» **Aim**:
Extend the passage on the Zn, W and Fe binding-energy peaks, starting after its final sentence.

» **Reading passage**:
↓

These peaks are assigned to sp2 C-C/C=C bonds in the aromatic ring, C-O, C=O and O-C=O bonds in the oxygenated functional groups respectively which indicates that GO has been reduced to graphene sheets [16-21].Figure 1b displays the Zn 2p region, composed of two peaks at 1021.5eV and 1044eV which corresponds to the Zn 2p3/2 and Zn 2p1/2 state, respectively. Figure 1c depicts the W 4f region, consisting of two peaks at 35.7 and 38eV are assigned to W 4f7/2 and W 4f5/2. These results are consistent with the previously reported values for ZnWO4 [22]. Figure 1d portrays binding energies of Fe 2p region, two peaks are found at 710.8eV and 724.5eV corresponding to Fe 2p3/2 and Fe 2p1/2, indicating that Fe3O4 particles [23]. The above results show that ZnWO4 and Fe3O4 particles are well decorated on RGO sheets successfully.

↑

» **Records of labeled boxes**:
↓

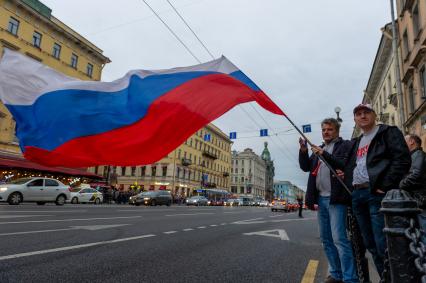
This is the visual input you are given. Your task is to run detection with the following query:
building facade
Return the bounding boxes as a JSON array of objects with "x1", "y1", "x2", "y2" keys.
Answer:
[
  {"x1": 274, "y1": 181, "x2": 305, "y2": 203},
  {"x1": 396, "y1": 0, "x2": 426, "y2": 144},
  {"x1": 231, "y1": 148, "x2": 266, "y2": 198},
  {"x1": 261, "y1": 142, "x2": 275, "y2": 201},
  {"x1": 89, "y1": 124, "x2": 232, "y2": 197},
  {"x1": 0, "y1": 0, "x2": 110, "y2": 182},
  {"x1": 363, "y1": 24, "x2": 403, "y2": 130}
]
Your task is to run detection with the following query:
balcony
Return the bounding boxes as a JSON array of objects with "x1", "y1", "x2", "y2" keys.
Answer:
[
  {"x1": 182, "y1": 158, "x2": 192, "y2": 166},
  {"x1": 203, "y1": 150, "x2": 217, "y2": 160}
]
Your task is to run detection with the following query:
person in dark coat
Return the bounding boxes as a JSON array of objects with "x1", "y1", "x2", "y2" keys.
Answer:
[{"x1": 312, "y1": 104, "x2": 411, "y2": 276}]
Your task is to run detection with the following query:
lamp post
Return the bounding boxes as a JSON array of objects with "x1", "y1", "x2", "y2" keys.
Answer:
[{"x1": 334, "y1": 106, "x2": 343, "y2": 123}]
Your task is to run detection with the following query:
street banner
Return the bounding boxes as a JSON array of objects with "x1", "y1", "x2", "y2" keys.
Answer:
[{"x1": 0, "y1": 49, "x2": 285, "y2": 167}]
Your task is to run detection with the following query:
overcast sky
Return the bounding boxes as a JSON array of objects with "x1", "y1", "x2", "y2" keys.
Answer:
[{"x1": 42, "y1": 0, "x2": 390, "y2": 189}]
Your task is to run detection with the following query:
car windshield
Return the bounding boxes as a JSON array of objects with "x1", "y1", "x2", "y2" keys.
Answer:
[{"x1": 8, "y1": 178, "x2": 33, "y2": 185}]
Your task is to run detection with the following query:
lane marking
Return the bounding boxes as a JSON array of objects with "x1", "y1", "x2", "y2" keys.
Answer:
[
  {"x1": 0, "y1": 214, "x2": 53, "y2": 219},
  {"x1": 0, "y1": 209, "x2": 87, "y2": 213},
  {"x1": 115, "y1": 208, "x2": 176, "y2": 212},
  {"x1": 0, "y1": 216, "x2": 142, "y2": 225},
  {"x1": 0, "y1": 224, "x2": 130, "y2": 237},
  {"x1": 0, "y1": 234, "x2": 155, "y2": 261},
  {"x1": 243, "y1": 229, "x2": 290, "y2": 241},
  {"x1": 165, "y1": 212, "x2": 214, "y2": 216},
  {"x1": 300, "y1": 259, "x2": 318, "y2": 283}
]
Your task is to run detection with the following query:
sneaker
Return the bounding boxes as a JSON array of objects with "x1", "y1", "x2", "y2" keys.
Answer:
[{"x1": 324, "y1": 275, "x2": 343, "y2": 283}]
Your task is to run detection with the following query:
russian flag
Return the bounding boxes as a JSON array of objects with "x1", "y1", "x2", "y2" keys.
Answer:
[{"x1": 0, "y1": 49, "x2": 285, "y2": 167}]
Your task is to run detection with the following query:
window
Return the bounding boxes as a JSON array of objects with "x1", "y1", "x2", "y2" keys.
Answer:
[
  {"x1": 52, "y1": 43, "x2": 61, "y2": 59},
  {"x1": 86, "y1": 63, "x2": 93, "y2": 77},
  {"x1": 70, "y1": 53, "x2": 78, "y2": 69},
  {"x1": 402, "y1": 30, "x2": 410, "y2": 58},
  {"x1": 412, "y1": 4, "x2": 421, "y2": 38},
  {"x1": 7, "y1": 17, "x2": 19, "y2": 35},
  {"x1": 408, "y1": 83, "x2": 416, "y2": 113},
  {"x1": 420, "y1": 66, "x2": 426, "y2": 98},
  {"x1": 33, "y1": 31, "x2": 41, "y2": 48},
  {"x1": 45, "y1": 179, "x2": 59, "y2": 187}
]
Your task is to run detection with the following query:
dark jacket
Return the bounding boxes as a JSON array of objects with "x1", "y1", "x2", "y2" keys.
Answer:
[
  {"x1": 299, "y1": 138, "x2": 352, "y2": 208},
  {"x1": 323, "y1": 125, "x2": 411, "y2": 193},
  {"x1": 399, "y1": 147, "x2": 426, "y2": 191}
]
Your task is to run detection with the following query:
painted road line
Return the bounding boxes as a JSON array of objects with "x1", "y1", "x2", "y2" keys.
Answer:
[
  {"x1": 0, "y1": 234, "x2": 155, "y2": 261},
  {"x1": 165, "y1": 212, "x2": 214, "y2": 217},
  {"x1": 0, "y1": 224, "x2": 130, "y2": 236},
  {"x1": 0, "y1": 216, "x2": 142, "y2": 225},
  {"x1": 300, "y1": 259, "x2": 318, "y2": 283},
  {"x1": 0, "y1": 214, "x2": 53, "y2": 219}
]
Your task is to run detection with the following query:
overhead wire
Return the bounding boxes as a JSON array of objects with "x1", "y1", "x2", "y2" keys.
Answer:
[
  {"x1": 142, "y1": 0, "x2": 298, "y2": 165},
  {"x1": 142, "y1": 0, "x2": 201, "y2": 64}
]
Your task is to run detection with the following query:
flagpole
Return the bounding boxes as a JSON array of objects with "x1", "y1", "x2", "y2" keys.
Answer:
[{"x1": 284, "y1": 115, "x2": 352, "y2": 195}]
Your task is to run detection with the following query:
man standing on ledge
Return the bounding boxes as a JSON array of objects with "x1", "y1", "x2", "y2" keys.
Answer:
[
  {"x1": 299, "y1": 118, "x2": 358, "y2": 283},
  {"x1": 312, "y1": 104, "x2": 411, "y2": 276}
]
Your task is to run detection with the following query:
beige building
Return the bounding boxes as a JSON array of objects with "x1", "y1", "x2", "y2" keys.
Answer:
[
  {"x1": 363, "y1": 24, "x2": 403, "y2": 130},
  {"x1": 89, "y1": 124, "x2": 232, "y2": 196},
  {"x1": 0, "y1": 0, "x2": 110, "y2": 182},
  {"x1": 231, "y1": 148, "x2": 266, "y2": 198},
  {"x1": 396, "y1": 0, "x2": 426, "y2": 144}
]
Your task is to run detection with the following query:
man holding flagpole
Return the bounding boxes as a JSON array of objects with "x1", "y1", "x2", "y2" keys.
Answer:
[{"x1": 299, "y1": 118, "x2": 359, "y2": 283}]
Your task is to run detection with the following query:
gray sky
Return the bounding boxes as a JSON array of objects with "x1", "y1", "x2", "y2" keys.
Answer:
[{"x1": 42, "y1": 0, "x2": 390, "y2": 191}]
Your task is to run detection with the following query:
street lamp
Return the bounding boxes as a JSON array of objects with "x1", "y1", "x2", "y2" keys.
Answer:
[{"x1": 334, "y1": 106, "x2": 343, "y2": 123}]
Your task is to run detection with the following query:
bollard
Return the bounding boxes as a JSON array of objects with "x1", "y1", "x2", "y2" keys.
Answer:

↑

» **Output for this task**:
XRD analysis

The crystal structure of the materials was evaluated via X-ray diffraction techniques. Figure 2 shows the XRD patterns of RGO, ZnWO4, Fe3O4 and RGO/ZnWO4/Fe3O4 nanocomposite. The observed broad peaks around at 22.6° and 42.6° in Figure 2a can be well indexed to the (002) and (100) planes of RGO nanosheets, respectively. Figure 2b shows the XRD traces of ZnWO4. The diffraction peaks at 15.3°, 18.7°, 23.6°, 24.3°, 30.4°, 36.3°, 38.2°, 41.0°, 44.4°, 45.5°, 48.6°, 50.1°, 51.5°, 53.9°, 61.7°, 64.9° and 68.1° can be well indexed to the (010), (100), (011), (110), (111), (021), (200), (121), (112), (211), (022), (220), (130), (122), (113), (311) and (041) crystalline planes of ZnWO4 (JCPDS 15-0774), respectively. The diffraction peaks at 30.3°, 35.6°, 43.4°, 53.7°, 57.3° and 62.9° as observed in Figure 2c can be well indexed to (220), (311), (400), (422), (511) and (440) crystalline planes of Fe3O4 (JCPDS 19-0629), respectively. Figure 2d shows the XRD pattern for the nanocomposite, RGO/ZnWO4/ Fe3O4. As can be seen from the figure, all the crystalline planes corresponding to ZnWO4 and Fe3O4 can be identified. The RGO peaks are not visible clearly because of the very small amount of the material present in the composite. The results confirm the presence of crystalline ZnWO4 and Fe3O4 being incorporated on the RGO nanosheets in the RGO/ZnWO4/Fe3O4 nanocomposite.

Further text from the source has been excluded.